** Opening SELECTED EXCERPT block **

I was saddened to hear of the passing of Charles R. Saunders, best known in the sf/f community as the creator of the Imaro series. This was back when Sword & Sorcery was the hottest ticket in fantasy town, and Saunders’ series was unique at the time for having a black hero as the star. He was a pioneer.

For my own part I never met him, the closest I ever came to that was being a fellow contributor to Gene Day’s old print fanzine Dark Fantasy, but I do owe Saunders a special debt, which I would like to here and now acknowledge–he was responsible for the second novel I ever wrote (hubris alone was the cause of the first). At the time he was editing a small-press project called Dragonbane that I had submitted a story to. Or at least in my naivete I thought it was a story. Saunders wrote me a very polite rejection stating what was obvious to him and less so to me: it wasn’t a story at all.

It was the opening chapter of a novel.

It did take me a while to realize he was right. When I say “a while” I mean it literally took me five years to write the book he already knew was there. Now, to be fair and accurate, it was not a book which will ever see the light of day (and that was on me, not him) but it was indeed a book. One that needed to be written so I could learn from it and move on. I still remember it fondly and my only regrets are I couldn’t do right by it, and that I didn’t listen to Charles’ advice sooner.

RIP.

P.S. I had to take a look back through some submission records that had miraculously survived a few moves to find the name of the project. A list full of stories now lost and magazines that no longer exist, but fun memories all the same. Now, forward.

** Closing SELECTED EXCERPT block **
** Opening ENTRIES SHOWN block **

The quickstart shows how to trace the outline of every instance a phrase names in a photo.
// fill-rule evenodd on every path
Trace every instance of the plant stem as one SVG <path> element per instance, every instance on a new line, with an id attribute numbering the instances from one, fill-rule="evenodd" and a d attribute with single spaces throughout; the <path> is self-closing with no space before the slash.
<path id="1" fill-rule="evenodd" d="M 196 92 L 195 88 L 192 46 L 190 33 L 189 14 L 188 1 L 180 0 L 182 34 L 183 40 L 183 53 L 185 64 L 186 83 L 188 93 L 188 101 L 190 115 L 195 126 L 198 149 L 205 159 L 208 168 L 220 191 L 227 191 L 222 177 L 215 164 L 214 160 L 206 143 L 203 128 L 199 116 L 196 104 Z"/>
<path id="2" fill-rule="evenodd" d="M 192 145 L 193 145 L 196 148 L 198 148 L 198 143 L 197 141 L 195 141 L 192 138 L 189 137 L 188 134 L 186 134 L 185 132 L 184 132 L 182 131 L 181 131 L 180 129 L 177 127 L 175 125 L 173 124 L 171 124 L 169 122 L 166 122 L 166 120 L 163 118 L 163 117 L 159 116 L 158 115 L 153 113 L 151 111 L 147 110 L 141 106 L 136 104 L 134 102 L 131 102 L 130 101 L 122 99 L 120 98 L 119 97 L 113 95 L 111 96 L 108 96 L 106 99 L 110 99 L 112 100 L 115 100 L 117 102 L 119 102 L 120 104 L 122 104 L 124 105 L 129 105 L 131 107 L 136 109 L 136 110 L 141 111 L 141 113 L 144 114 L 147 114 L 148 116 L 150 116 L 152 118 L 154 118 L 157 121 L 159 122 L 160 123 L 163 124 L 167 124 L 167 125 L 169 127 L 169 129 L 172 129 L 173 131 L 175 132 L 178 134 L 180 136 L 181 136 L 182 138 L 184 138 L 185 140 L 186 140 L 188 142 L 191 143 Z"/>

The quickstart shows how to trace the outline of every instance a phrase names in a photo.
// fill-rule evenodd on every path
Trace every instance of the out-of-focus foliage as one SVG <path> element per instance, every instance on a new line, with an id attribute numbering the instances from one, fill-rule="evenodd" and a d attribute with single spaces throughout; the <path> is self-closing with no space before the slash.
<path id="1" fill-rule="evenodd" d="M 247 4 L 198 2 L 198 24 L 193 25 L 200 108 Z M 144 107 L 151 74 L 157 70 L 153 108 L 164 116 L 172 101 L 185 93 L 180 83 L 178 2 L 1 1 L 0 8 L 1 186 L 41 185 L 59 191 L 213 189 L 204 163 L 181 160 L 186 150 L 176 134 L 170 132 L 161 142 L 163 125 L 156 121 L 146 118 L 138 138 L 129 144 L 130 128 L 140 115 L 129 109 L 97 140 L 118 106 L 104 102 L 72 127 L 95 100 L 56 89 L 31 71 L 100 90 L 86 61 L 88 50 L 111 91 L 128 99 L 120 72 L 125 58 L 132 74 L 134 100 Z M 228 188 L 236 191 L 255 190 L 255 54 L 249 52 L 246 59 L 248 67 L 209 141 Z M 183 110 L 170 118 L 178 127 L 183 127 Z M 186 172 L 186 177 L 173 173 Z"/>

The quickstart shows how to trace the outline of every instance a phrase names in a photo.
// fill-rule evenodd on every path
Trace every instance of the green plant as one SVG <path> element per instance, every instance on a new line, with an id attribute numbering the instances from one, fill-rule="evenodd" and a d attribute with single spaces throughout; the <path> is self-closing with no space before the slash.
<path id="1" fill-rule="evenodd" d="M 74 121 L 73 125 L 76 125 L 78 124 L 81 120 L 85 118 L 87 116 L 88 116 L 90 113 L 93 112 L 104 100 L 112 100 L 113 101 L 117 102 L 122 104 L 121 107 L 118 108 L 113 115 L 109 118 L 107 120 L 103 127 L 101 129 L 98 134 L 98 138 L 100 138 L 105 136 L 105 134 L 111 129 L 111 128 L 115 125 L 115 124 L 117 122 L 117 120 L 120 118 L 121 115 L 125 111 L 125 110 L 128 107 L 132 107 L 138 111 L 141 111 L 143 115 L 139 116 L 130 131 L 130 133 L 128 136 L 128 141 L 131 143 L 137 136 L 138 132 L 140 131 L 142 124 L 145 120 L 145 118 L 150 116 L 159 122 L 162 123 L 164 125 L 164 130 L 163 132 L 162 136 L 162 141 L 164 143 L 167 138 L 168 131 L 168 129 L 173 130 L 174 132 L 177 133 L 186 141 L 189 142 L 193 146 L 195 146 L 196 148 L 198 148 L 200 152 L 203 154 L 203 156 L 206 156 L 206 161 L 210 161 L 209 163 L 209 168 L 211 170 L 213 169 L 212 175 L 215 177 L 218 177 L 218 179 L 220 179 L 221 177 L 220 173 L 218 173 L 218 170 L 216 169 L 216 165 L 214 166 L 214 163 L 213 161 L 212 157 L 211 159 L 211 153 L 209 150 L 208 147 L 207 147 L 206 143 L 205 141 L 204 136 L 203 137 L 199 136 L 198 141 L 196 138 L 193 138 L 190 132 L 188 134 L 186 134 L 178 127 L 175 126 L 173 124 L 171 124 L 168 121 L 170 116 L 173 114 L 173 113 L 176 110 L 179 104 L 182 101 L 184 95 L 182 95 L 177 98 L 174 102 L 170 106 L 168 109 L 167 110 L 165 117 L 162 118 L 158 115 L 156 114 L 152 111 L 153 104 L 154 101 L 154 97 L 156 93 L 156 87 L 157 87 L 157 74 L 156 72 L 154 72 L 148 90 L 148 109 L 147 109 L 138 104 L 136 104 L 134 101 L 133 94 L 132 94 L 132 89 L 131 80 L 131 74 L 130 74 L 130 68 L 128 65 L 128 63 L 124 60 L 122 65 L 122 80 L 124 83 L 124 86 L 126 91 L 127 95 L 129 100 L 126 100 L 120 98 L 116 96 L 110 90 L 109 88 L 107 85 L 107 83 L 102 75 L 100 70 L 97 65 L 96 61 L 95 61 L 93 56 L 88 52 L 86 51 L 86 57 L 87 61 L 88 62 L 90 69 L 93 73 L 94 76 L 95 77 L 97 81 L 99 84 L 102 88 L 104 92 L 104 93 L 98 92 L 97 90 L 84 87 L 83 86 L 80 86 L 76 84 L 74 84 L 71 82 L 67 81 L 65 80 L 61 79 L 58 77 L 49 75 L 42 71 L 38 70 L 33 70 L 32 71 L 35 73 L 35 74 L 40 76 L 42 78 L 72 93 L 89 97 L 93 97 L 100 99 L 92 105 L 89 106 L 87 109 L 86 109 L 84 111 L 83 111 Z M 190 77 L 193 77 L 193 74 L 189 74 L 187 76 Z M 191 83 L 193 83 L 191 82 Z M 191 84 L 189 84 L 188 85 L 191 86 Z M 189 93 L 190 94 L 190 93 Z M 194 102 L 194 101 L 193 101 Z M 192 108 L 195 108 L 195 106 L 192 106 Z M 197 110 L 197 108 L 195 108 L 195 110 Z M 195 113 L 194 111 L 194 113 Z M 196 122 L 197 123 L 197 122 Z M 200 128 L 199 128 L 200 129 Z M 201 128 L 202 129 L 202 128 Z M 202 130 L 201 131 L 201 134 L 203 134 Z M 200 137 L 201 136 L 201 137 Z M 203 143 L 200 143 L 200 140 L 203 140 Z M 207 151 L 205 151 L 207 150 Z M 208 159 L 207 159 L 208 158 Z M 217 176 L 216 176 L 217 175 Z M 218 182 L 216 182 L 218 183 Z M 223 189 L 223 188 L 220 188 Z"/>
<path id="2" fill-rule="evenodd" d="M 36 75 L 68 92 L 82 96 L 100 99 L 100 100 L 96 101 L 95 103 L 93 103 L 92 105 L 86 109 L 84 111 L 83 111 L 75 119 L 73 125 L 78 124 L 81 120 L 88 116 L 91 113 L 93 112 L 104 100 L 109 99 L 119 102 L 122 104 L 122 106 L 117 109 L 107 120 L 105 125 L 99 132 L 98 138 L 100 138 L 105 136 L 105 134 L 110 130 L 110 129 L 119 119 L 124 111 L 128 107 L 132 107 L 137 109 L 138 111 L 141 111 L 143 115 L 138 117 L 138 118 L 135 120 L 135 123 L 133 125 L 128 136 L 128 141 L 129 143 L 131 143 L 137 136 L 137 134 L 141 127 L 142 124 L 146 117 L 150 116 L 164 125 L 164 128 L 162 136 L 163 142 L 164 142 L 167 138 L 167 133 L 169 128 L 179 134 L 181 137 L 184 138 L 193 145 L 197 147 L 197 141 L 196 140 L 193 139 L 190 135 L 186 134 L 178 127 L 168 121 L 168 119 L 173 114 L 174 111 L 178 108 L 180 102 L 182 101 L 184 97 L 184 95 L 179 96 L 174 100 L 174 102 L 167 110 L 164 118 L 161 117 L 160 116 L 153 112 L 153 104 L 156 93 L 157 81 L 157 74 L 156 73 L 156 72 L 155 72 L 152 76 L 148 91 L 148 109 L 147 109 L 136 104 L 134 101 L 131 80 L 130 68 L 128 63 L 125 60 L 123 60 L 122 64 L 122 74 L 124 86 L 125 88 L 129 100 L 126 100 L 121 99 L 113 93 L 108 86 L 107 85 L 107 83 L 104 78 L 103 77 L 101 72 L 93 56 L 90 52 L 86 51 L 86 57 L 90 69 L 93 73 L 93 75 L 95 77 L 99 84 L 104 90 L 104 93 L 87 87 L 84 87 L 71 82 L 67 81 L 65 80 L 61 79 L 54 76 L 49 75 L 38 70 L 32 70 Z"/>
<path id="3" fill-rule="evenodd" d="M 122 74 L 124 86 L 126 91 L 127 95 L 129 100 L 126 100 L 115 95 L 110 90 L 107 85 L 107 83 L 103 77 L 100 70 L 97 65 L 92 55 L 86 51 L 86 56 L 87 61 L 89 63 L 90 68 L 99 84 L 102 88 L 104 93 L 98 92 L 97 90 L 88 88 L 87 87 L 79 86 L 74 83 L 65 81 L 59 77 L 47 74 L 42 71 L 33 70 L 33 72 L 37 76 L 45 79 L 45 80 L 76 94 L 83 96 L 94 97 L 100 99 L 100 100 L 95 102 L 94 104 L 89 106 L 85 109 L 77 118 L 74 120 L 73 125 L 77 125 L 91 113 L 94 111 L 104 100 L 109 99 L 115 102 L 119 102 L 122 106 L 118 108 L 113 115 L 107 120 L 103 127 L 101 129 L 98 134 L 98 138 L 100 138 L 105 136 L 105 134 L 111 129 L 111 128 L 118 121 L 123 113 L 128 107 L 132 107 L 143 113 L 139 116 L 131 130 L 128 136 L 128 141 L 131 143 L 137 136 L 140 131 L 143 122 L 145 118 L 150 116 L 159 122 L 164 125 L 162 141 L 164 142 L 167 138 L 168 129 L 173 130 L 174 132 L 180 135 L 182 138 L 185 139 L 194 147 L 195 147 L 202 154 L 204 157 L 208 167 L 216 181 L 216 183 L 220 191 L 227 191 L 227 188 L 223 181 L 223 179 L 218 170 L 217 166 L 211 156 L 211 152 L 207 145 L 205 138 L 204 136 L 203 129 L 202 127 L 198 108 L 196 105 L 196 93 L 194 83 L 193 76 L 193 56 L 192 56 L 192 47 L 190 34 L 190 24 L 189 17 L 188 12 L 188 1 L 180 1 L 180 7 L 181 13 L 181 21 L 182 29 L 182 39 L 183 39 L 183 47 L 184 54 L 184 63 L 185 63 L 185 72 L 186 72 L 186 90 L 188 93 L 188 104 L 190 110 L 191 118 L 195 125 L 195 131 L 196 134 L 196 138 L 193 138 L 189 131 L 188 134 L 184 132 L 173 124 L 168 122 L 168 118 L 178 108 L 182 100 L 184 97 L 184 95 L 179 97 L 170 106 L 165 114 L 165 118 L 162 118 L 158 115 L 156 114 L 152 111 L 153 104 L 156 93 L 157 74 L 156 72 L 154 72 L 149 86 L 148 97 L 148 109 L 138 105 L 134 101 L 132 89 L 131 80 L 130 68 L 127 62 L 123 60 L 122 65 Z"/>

** Closing ENTRIES SHOWN block **

In the tribute to Charles R. Saunders, what was the name of the small-press project he was editing when the writer submitted a story to him?

▶ REPLY TO THE EXERCISE
Dragonbane.